WRITTEN TASK:
Reproduce the following items verbatim, with every line kept as is.

THE DATA:
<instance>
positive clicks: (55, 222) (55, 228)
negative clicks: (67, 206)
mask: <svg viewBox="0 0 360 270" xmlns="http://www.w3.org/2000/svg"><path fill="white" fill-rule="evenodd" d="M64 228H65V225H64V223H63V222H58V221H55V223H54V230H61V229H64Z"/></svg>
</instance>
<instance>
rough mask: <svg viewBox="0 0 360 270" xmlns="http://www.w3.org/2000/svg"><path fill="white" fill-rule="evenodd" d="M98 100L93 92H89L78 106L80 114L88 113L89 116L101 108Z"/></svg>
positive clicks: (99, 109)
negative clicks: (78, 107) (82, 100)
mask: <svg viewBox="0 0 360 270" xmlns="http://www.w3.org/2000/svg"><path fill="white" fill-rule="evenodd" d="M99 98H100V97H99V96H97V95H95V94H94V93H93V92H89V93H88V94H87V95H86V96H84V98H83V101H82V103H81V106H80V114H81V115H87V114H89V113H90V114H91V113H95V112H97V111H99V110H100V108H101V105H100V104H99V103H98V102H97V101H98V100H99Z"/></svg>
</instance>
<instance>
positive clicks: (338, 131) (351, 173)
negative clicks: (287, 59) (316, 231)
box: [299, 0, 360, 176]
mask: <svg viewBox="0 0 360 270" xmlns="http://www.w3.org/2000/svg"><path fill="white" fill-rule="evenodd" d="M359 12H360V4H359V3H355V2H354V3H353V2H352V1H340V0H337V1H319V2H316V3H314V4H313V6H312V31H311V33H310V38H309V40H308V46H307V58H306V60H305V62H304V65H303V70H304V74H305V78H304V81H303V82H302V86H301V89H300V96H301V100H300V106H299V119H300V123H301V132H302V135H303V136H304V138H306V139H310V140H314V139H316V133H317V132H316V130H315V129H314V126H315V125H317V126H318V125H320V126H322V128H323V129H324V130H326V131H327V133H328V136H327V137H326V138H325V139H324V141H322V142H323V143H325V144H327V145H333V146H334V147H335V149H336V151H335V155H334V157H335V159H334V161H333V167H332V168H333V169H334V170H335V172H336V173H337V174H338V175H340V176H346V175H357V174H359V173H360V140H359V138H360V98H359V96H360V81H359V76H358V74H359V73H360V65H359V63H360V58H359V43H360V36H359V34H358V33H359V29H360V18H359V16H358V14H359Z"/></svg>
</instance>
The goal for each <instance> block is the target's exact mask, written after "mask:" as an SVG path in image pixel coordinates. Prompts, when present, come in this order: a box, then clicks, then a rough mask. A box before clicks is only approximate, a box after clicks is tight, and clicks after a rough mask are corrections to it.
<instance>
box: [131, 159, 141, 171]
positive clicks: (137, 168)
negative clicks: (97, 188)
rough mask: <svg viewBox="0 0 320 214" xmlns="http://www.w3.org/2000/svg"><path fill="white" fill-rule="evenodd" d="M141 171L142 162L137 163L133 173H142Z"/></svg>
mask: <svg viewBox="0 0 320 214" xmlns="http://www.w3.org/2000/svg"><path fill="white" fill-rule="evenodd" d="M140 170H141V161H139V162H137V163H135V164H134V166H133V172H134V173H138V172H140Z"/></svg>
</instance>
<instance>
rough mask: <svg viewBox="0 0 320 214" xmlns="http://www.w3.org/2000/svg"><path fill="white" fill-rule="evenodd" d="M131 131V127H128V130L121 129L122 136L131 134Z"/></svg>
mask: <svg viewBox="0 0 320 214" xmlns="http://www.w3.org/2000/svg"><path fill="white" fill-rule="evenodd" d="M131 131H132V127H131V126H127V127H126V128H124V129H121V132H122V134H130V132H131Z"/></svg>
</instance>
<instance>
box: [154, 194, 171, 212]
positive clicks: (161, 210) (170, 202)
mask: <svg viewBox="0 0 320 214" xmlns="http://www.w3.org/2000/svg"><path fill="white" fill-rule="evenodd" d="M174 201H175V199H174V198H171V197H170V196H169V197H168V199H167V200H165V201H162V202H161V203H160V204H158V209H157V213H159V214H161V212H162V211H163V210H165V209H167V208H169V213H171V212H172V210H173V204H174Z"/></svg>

ANSWER SPACE:
<instance>
positive clicks: (55, 222) (55, 228)
negative clicks: (67, 206)
mask: <svg viewBox="0 0 360 270" xmlns="http://www.w3.org/2000/svg"><path fill="white" fill-rule="evenodd" d="M64 228H65V225H64V223H63V222H58V221H55V223H54V230H61V229H64Z"/></svg>
</instance>
<instance>
rough mask: <svg viewBox="0 0 360 270" xmlns="http://www.w3.org/2000/svg"><path fill="white" fill-rule="evenodd" d="M98 100L93 92H89L78 106L80 114L88 113L89 116L101 108Z"/></svg>
positive clicks: (99, 109)
negative clicks: (78, 107) (82, 100)
mask: <svg viewBox="0 0 360 270" xmlns="http://www.w3.org/2000/svg"><path fill="white" fill-rule="evenodd" d="M99 98H100V97H99V96H97V95H95V94H94V93H93V92H89V93H88V94H87V95H86V96H84V98H83V101H82V103H81V106H80V114H81V115H87V114H89V113H90V114H91V113H95V112H97V111H99V110H100V108H101V105H100V104H99V103H98V102H97V101H98V100H99Z"/></svg>
</instance>
<instance>
positive clicks: (338, 131) (351, 173)
negative clicks: (287, 59) (316, 231)
box: [299, 0, 360, 176]
mask: <svg viewBox="0 0 360 270" xmlns="http://www.w3.org/2000/svg"><path fill="white" fill-rule="evenodd" d="M359 12H360V4H359V3H355V2H354V3H353V2H352V1H340V0H337V1H319V2H316V3H314V4H313V6H312V31H311V33H310V38H309V40H308V46H307V58H306V60H305V62H304V65H303V70H304V74H305V78H304V81H303V82H302V86H301V89H300V96H301V100H300V106H299V119H300V123H301V132H302V135H303V136H304V138H306V139H310V140H314V139H316V133H317V132H316V130H315V129H314V126H315V125H317V126H318V125H320V126H322V128H323V129H324V130H326V131H327V133H328V136H327V137H326V138H325V139H324V141H322V142H323V143H325V144H327V145H333V146H334V147H335V149H336V151H335V155H334V157H335V159H334V161H333V167H332V168H333V169H334V170H335V172H336V173H337V174H338V175H340V176H346V175H357V174H359V173H360V140H359V138H360V98H359V96H360V81H359V76H358V74H359V73H360V65H359V63H360V58H359V43H360V36H359V34H358V33H359V29H360V18H359V16H358V14H359Z"/></svg>
</instance>
The goal for each <instance> block is the target's exact mask, written after "mask:" as an SVG path in image pixel coordinates. Prompts, when present, come in this order: a box, then clicks, then a rough mask. A box before clicks is only approximate, a box after clicks is tight, and clicks after a rough mask are corrections to it.
<instance>
box: [131, 159, 141, 171]
positive clicks: (137, 168)
negative clicks: (97, 188)
rough mask: <svg viewBox="0 0 320 214" xmlns="http://www.w3.org/2000/svg"><path fill="white" fill-rule="evenodd" d="M141 171L142 162L137 163L133 173H142Z"/></svg>
mask: <svg viewBox="0 0 320 214" xmlns="http://www.w3.org/2000/svg"><path fill="white" fill-rule="evenodd" d="M140 170H141V161H139V162H137V163H135V164H134V166H133V172H134V173H138V172H140Z"/></svg>
</instance>
<instance>
rough mask: <svg viewBox="0 0 320 214" xmlns="http://www.w3.org/2000/svg"><path fill="white" fill-rule="evenodd" d="M131 131V127H128V130L121 129L122 136L131 134Z"/></svg>
mask: <svg viewBox="0 0 320 214" xmlns="http://www.w3.org/2000/svg"><path fill="white" fill-rule="evenodd" d="M131 131H132V127H131V126H127V127H126V128H124V129H121V132H122V134H130V132H131Z"/></svg>
</instance>
<instance>
box: [154, 194, 171, 212]
positive clicks: (161, 210) (170, 202)
mask: <svg viewBox="0 0 320 214" xmlns="http://www.w3.org/2000/svg"><path fill="white" fill-rule="evenodd" d="M174 201H175V199H174V198H171V197H170V196H169V197H168V199H167V200H165V201H162V202H161V203H160V204H158V209H157V213H159V214H161V212H162V211H163V210H165V209H167V208H169V213H171V212H172V210H173V204H174Z"/></svg>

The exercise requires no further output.